■ **EXERCISE PROMPT**:
Render as a JSON list of strings, one string per line and blank lines left out, only the lines of the entries below that begin at the line containing "Target: tree shadow on grass" and run through the end of the entries.

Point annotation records
◇ ◇ ◇ ◇ ◇ ◇ ◇
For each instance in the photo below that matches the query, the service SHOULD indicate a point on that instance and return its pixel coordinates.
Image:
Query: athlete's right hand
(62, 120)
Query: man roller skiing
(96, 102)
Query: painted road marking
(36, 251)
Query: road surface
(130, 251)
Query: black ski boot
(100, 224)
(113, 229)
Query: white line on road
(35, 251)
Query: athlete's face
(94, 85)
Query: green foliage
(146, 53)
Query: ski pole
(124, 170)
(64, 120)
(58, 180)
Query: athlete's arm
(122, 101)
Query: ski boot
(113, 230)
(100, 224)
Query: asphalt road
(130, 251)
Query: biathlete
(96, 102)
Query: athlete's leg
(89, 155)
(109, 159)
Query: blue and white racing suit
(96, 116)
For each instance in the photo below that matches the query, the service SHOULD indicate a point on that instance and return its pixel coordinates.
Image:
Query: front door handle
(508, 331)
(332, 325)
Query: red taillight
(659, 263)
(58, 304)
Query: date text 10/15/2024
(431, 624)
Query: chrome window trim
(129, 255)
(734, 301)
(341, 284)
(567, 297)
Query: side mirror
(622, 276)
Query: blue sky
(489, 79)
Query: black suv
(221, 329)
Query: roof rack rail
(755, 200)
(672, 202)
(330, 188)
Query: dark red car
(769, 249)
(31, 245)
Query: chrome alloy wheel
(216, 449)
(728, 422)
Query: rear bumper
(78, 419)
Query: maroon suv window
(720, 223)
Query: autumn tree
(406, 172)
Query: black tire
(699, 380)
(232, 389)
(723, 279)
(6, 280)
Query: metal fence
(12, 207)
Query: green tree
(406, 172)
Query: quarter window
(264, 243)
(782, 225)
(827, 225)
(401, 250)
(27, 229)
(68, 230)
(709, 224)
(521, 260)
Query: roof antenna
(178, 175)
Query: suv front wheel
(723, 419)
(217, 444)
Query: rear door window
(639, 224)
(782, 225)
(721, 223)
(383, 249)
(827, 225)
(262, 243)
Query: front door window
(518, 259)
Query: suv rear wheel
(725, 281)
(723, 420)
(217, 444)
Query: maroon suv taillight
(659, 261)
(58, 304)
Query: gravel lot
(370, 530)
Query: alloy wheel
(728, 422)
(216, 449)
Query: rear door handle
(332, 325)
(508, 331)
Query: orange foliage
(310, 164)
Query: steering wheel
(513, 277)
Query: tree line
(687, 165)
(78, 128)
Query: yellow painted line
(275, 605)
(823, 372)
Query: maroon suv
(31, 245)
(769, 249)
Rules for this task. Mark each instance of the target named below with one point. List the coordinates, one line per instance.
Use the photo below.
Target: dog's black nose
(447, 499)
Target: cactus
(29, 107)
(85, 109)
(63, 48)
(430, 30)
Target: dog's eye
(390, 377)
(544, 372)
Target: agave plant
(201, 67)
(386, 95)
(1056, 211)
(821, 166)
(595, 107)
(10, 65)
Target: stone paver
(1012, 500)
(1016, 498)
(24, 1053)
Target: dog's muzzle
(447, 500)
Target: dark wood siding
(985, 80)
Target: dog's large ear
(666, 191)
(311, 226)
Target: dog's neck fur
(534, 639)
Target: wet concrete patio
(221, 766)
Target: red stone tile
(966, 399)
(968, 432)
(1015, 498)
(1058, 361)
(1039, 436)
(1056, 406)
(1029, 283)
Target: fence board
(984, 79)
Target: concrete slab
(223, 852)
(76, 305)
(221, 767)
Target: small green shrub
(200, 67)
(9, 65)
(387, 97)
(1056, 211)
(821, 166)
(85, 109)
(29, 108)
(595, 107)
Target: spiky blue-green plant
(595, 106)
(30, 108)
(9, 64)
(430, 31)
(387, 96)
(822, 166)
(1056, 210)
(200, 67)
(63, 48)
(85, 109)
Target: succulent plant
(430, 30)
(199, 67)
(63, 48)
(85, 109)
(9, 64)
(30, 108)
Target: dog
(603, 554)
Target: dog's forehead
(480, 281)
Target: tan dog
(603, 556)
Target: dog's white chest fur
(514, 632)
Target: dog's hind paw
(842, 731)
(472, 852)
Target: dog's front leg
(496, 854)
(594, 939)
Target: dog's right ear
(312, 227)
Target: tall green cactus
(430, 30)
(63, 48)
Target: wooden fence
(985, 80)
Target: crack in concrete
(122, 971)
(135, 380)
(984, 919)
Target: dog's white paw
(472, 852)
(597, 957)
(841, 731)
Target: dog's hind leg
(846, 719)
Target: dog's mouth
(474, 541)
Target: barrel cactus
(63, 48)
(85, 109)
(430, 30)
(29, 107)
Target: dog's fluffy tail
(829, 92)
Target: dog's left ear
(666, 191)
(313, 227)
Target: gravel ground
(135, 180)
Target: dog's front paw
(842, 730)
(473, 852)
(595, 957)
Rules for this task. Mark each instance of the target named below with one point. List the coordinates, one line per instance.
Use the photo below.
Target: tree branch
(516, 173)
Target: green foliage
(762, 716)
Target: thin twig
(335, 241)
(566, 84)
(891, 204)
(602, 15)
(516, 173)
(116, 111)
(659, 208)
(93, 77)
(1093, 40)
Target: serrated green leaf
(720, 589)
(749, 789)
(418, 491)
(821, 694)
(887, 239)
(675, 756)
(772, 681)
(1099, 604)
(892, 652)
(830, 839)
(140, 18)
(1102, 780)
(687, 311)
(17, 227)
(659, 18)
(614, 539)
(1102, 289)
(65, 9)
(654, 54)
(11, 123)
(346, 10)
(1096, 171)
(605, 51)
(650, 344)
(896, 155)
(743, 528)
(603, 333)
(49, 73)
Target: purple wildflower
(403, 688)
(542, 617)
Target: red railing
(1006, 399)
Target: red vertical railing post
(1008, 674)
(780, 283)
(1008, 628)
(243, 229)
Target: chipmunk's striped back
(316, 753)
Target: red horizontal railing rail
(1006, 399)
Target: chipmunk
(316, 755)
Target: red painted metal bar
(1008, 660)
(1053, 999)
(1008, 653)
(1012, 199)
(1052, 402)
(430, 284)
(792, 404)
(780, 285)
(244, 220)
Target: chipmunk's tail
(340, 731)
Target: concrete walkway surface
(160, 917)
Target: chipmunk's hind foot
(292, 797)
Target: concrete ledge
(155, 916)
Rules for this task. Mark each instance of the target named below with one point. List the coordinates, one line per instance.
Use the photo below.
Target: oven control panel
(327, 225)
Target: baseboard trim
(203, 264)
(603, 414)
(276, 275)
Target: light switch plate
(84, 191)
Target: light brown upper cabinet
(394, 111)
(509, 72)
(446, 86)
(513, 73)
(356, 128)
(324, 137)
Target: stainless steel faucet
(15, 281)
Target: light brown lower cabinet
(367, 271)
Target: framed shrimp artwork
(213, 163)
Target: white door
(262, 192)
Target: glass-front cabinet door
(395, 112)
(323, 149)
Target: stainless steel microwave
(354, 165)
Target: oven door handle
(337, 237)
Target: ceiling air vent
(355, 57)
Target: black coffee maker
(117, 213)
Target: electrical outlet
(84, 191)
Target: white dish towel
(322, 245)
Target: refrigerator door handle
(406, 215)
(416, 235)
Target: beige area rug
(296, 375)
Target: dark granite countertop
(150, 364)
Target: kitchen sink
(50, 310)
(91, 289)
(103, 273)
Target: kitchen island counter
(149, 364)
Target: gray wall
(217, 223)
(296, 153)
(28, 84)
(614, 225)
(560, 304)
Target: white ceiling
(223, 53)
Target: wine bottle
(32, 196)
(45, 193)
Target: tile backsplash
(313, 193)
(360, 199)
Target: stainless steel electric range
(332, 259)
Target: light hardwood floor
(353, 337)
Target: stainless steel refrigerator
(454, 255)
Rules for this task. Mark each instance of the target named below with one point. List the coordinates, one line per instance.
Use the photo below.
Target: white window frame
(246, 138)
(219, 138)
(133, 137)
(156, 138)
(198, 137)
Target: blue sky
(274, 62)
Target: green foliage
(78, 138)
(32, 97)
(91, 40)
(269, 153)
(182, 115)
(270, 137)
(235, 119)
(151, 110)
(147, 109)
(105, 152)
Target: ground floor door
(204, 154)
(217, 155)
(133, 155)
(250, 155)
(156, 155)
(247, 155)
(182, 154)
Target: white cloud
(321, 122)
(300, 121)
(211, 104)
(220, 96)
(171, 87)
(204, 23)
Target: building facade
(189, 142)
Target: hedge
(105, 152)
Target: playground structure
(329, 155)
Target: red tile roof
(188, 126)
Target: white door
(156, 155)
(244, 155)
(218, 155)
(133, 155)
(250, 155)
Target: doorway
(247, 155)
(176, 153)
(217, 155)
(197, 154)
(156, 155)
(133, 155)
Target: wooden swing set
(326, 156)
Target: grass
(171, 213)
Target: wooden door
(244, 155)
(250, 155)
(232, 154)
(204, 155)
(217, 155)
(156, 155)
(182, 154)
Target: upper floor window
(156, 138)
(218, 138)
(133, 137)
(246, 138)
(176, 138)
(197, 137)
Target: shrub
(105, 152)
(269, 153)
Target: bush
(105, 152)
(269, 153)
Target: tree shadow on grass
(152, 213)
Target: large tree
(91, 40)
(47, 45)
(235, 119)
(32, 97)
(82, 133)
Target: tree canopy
◇ ◇ ◇ ◇ ◇ ◇ ◇
■ **WRITTEN SOLUTION**:
[
  "Target: tree shadow on grass",
  "(152, 213)",
  "Target: large tree",
  "(91, 40)",
  "(47, 45)",
  "(235, 119)",
  "(32, 97)",
  "(82, 133)",
  "Target: tree canopy"
]